═════ Data for the task
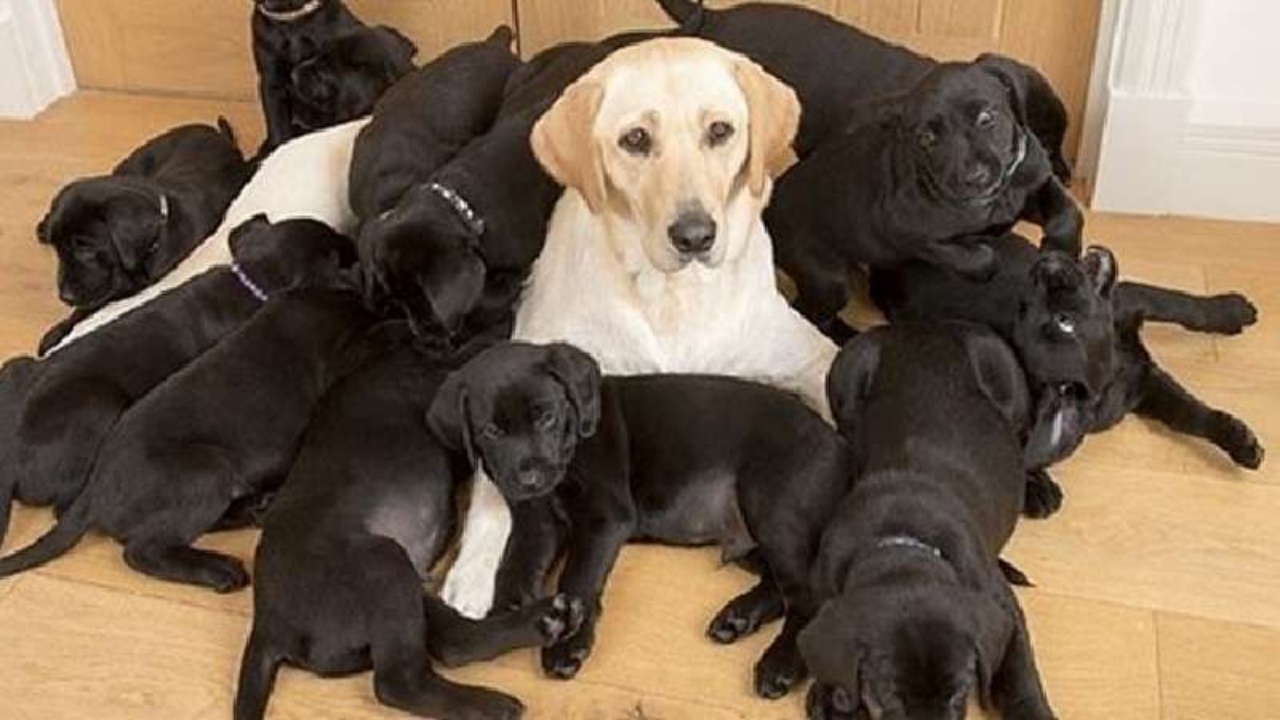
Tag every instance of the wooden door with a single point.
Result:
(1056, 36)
══════════
═════ Data for the task
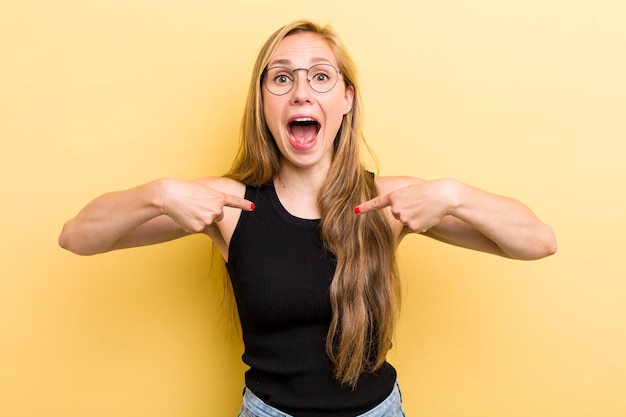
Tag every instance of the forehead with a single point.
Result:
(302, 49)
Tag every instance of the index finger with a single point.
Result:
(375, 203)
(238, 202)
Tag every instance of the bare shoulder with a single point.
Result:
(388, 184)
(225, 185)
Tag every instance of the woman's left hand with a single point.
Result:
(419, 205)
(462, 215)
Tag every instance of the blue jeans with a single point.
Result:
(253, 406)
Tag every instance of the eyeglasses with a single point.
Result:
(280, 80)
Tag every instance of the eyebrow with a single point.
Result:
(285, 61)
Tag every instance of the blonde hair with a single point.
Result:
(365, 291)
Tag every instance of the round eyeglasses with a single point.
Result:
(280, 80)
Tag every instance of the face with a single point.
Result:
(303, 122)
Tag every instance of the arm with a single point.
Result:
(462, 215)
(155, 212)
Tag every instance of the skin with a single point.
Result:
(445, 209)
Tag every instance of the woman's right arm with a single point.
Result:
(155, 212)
══════════
═════ Data for the task
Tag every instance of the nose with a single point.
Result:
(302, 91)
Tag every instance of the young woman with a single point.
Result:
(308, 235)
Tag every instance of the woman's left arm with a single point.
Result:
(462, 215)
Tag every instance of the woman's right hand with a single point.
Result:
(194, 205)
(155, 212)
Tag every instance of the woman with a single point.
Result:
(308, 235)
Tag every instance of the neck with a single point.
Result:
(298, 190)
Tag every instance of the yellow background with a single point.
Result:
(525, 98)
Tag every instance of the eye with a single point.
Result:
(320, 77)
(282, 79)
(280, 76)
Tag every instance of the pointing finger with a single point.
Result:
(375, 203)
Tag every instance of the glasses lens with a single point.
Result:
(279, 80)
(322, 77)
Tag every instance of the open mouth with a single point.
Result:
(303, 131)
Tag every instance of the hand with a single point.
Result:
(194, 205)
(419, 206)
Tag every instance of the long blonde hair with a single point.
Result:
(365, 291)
══════════
— Task statement —
In the listing above, find each line containing "blonde" and copy it.

— Result of the exercise —
Tag every instance of the blonde hair with a single point.
Tag every instance of the long blonde hair with a single point.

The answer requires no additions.